◆ PROBLEMAS E TAREFAS ◆
a. Transcreva literalmente a parte do trecho de origem que vai de "FERRAZ, Buza" a "para ele. (E.V.)".
b. Responda com base no trecho de origem:
(i) Para qual país Ludmilla Ferolla viaja depois da formação universitária em artes plásticas?
(ii) Quem é apontado como idealizador de For All?
(iii) O que Anésia era originalmente?
==== TRECHO DE ORIGEM
FELISTOQUE, Edu (ver Nereu CERDEIRA)

FEROLLA, Ludmilla
(2000 – Anésia, um Vôo no Tempo)
Depois de uma formação universitária em artes plásticas, Ludmilla Ferolla viaja para a Itália, onde aprende cinema e se especializa em fotografia. Lá, torna-se assistente de nada mais nada menos que Giuseppe Rotunno, fotógrafo de Visconti e Fellini. No Brasil, dedica-se ao trabalho como documentarista. Depois de um filme para tv sobre a Amazônia, realizou um longa-metragem sobre a pioneira da aviação Anésia Pinheiro Machado. Anésia – Um Vôo no Tempo, lançado nos cinemas, é entretanto formatado tal qual os documentários que costumamos ver na tv a cabo: cenas ficcionais de reconstituição de época, depoimentos de especialistas, voz off onipresente e didática, fotografias, documentos e filmagens da época remendados por bons alunos algo eficientes mas sem brilho. Anésia originalmente era um projeto de média-metragem para a televisão. Ganhou vinte minutos a mais (que, não custa dizer, pesam mais do que isso) e transformou-se num dos longas-metragens mais inócuos da década passada. (R.G.)

FERRAZ, Buza
(1997 – For All – o Trampolim da Vitória)
Ator já bastante experiente, com muitas horas de vôo, em especial em telenovelas da Rede Globo, assume a co-direção de For All junto com seu idealizador, Luiz Carlos Lacerda. Como em todos os casos deste tipo, enquanto não se vê mais de Ferraz como diretor, é difícil julgar o que tenha dele especificamente na realização deste filme (embora se possa especular quanto ao trabalho de atores, certamente). O que, em todo caso, não chega a ser de todo mal para ele. (E.V.)
========
==== ENTRADAS EXTRAÍDAS
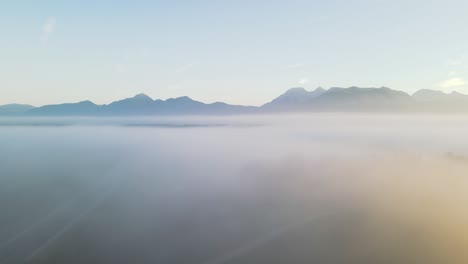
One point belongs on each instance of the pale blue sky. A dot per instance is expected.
(243, 52)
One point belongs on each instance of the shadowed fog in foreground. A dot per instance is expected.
(274, 189)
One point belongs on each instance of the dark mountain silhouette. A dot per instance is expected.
(142, 104)
(335, 99)
(81, 108)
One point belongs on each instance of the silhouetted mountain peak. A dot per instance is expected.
(142, 97)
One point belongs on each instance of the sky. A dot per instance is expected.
(240, 52)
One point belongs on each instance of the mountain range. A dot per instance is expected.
(335, 99)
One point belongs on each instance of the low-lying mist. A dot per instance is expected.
(321, 188)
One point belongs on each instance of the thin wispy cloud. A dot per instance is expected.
(303, 81)
(452, 83)
(295, 65)
(48, 29)
(454, 61)
(185, 67)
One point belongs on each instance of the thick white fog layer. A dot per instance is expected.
(321, 188)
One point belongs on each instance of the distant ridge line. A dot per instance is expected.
(298, 99)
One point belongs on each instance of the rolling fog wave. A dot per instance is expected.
(321, 188)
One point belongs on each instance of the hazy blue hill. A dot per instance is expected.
(437, 101)
(335, 99)
(363, 99)
(341, 99)
(15, 108)
(81, 108)
(294, 98)
(139, 104)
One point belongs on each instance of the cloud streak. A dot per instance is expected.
(452, 83)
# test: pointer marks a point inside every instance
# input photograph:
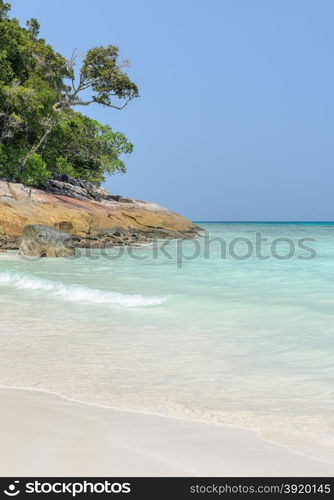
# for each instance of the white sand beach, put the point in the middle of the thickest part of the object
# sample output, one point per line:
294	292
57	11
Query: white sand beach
42	434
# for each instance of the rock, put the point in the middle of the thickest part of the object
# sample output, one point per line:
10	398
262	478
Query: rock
112	220
45	241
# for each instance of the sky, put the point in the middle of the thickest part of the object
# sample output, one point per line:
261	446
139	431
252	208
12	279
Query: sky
235	121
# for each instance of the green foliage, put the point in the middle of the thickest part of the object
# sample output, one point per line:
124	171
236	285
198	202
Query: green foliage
40	133
35	172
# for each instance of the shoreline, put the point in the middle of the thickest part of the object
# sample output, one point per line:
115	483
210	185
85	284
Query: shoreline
45	434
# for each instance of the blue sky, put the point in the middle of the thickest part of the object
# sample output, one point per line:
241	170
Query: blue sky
235	119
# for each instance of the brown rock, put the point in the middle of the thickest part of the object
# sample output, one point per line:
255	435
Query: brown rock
87	219
44	241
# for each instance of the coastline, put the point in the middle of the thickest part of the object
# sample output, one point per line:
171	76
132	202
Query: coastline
43	434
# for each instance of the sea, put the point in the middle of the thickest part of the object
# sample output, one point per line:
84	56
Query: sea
234	327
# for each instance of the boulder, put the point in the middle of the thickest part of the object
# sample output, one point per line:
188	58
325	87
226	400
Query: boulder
44	241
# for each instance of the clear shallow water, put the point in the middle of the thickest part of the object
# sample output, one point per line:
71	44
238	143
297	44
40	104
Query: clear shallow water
246	342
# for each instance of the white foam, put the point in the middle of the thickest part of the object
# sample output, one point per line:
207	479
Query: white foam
76	293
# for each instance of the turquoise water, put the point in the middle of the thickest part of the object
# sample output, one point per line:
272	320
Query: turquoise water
186	331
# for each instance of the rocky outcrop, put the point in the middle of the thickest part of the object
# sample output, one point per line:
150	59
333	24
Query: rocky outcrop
44	241
89	213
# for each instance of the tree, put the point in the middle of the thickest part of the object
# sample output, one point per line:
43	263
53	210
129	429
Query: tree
38	89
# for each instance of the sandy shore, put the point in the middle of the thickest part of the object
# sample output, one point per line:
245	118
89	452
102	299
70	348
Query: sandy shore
42	434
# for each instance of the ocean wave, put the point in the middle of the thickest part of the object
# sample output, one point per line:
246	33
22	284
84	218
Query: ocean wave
76	293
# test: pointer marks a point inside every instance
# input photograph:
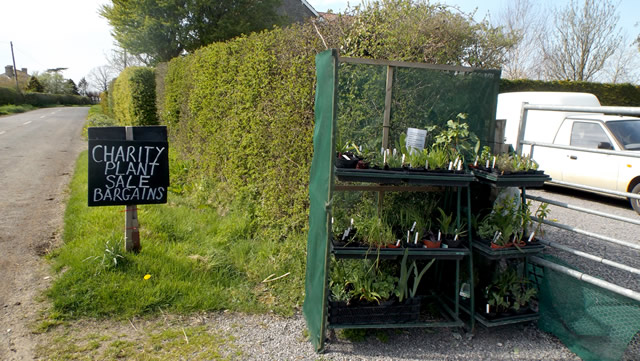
========
◆ RESPOSTAS POR TAREFA ◆
a.
FERRAZ, Buza
(1997 – For All – o Trampolim da Vitória)
Ator já bastante experiente, com muitas horas de vôo, em especial em telenovelas da Rede Globo, assume a co-direção de For All junto com seu idealizador, Luiz Carlos Lacerda. Como em todos os casos deste tipo, enquanto não se vê mais de Ferraz como diretor, é difícil julgar o que tenha dele especificamente na realização deste filme (embora se possa especular quanto ao trabalho de atores, certamente). O que, em todo caso, não chega a ser de todo mal para ele. (E.V.)

b.
(i) Itália.
(ii) Luiz Carlos Lacerda.
(iii) Um projeto de média-metragem para a televisão.